◆ **Directions for this task**:
Copy out each line below in which the string "plank" appears.

Records contained in a dataset
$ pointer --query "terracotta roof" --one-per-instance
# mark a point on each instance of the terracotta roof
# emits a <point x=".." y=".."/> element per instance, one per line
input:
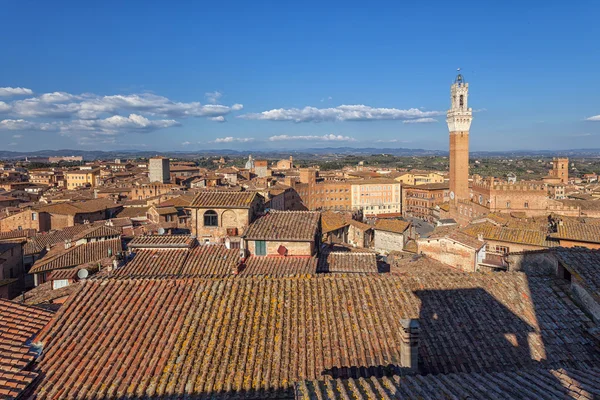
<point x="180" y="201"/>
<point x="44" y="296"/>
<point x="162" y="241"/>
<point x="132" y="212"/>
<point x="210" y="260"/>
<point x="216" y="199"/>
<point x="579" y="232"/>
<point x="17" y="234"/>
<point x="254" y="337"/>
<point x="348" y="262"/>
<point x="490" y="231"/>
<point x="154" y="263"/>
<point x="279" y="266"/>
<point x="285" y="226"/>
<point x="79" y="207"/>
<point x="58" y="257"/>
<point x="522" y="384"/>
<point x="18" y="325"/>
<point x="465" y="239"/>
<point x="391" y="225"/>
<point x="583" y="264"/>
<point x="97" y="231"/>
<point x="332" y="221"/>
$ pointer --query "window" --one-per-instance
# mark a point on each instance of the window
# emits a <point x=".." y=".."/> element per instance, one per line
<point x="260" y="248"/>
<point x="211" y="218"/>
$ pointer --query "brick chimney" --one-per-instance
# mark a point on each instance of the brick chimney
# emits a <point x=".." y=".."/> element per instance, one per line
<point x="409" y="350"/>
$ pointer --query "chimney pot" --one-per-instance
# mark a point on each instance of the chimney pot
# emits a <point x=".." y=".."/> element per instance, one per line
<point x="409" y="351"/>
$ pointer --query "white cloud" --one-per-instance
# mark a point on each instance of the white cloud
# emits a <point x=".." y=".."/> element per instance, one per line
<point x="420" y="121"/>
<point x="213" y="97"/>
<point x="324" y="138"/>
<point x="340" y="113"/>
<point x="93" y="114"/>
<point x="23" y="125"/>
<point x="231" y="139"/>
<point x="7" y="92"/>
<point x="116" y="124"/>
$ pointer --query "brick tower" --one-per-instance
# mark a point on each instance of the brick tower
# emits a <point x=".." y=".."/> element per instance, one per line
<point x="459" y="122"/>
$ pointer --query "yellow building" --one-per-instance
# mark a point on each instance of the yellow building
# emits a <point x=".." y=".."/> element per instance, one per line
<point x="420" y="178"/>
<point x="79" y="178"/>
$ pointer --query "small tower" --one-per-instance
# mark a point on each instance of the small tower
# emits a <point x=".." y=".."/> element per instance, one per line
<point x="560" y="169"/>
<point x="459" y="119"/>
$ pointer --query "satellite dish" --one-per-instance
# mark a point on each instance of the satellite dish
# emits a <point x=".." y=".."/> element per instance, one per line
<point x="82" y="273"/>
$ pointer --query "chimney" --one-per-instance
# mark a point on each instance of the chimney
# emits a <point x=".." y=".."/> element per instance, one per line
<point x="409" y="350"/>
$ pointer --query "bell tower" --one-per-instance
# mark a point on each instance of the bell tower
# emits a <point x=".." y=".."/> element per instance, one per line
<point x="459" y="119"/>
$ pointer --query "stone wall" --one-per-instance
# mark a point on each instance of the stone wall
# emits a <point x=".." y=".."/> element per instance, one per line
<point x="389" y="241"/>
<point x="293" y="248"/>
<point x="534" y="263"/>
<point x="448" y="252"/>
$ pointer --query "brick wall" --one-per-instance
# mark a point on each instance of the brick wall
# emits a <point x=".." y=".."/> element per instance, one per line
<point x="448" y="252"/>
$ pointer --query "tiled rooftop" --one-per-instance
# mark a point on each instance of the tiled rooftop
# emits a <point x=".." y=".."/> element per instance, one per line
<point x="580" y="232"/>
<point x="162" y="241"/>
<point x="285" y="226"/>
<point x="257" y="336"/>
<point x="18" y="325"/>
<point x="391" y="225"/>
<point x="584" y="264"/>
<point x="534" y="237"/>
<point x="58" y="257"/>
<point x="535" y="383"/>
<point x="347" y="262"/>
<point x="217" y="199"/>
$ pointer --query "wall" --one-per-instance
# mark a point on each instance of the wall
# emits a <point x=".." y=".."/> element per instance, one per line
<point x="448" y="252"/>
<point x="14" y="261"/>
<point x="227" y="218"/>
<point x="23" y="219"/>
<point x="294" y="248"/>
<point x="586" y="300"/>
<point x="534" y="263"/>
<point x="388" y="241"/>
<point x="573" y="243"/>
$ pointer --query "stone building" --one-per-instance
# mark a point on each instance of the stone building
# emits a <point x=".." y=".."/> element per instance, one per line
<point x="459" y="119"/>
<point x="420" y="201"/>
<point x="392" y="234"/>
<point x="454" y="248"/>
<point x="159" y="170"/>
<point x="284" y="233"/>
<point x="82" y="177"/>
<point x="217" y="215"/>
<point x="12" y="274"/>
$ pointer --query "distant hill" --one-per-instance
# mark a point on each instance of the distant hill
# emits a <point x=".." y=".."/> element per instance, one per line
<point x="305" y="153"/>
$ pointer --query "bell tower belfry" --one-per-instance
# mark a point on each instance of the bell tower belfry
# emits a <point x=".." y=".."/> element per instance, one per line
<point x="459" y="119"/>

==

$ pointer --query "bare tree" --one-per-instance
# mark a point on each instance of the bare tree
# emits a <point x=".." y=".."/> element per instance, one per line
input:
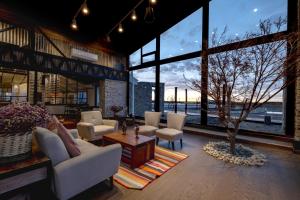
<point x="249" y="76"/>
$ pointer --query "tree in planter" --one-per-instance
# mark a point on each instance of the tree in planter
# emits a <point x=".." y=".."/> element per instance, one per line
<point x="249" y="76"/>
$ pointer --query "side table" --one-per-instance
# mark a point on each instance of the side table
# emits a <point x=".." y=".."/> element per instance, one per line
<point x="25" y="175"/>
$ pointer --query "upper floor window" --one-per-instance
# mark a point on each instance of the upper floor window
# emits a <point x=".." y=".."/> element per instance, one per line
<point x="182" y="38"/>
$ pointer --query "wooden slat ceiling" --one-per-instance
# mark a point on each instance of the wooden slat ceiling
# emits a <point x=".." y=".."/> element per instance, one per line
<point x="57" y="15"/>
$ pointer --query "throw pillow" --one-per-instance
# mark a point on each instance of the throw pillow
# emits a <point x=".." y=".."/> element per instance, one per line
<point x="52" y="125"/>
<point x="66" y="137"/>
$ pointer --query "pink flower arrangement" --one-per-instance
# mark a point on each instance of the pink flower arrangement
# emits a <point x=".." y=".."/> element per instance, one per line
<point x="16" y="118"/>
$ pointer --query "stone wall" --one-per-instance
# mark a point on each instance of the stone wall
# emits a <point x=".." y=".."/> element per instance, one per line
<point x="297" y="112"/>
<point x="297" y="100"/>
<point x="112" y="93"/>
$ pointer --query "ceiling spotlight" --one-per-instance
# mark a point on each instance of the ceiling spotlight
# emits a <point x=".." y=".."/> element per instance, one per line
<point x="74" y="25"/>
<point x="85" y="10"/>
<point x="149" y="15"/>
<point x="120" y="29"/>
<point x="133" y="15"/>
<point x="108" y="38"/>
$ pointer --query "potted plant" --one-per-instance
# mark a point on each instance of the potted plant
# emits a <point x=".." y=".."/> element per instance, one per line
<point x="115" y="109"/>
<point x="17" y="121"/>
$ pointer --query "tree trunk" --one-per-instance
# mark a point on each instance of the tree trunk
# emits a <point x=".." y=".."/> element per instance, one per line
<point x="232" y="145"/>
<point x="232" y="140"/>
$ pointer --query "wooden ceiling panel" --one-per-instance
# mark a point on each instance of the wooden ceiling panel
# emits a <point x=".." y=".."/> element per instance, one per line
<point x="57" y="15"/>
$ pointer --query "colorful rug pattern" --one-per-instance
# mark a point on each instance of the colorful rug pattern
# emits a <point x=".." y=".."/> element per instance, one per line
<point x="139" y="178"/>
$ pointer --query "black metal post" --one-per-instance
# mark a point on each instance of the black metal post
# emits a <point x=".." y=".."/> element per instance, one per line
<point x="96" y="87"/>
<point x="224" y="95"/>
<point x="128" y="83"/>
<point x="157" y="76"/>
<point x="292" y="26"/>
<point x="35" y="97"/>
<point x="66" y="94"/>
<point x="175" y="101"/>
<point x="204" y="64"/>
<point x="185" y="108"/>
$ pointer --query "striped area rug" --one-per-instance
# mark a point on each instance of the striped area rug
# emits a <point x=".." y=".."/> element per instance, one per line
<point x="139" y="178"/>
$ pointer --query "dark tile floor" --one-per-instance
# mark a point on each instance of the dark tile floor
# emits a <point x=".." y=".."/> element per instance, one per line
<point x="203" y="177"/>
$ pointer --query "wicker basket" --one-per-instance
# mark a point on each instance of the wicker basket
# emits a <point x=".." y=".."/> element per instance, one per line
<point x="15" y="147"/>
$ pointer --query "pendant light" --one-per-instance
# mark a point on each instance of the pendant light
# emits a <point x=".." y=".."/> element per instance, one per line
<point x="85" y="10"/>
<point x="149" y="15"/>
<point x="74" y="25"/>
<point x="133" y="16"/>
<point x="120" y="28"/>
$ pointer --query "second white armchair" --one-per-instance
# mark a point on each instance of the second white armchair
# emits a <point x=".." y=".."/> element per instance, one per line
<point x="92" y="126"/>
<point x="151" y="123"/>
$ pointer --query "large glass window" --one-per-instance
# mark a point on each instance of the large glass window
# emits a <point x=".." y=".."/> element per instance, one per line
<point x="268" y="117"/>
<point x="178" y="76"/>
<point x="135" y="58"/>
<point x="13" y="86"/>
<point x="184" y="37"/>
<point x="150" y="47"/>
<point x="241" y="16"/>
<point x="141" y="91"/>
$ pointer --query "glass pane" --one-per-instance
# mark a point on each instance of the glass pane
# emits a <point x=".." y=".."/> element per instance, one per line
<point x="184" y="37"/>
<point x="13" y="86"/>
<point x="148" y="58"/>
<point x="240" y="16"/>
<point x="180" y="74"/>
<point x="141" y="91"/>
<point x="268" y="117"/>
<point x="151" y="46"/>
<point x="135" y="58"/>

...

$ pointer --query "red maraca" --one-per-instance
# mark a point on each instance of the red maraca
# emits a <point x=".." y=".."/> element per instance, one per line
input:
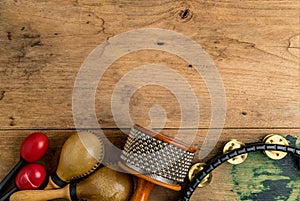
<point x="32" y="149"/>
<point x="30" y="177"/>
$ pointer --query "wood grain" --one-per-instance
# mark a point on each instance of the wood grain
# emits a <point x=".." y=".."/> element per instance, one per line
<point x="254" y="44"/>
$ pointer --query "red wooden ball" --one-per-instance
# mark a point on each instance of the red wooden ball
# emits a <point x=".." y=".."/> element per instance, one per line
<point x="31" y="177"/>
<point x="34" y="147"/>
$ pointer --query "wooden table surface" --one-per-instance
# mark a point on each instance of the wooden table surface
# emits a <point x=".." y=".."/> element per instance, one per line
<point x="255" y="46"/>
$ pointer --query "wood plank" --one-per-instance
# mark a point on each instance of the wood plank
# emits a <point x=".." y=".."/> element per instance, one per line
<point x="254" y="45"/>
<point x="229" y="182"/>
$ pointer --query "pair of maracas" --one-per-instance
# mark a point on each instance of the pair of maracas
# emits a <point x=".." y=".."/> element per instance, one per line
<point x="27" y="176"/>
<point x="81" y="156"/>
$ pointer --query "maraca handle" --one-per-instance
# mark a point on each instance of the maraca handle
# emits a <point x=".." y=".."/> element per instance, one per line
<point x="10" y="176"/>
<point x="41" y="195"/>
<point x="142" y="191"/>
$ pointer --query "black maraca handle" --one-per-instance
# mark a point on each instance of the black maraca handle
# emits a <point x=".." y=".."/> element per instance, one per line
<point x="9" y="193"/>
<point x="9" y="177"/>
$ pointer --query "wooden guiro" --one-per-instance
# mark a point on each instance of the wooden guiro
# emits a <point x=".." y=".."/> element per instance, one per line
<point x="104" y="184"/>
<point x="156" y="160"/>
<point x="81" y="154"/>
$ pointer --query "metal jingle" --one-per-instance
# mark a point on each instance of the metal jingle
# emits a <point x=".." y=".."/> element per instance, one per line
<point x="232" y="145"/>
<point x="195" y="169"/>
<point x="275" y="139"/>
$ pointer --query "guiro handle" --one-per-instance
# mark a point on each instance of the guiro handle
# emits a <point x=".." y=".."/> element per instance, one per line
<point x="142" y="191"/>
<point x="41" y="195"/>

◆ **Solution to the exercise**:
$ pointer --query "wood plank" --one-per-instance
# mark a point on each instance of the wood plank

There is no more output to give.